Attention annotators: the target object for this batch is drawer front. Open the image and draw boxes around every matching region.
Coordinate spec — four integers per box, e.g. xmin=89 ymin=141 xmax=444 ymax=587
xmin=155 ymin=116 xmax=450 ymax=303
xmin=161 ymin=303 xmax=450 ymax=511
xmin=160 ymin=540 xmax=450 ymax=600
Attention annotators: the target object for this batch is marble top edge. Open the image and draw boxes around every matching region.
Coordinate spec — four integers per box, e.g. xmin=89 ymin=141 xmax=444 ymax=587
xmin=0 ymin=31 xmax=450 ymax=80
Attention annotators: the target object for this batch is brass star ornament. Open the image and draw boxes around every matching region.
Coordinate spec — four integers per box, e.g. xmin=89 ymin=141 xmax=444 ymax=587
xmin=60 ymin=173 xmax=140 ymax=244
+ + + + +
**Set exercise**
Identify each line in the items above that contains the word "around", and copy those lines in full.

**Output for this task**
Attention annotators: the target object for this batch is drawer front. Open the image and draw boxes around every matching region.
Attention annotators: the target object for this batch is marble top edge. Open the image and draw boxes around every matching region.
Attention annotators: the target object for this batch is brass star ornament. Open the image and draw boxes around every matching region.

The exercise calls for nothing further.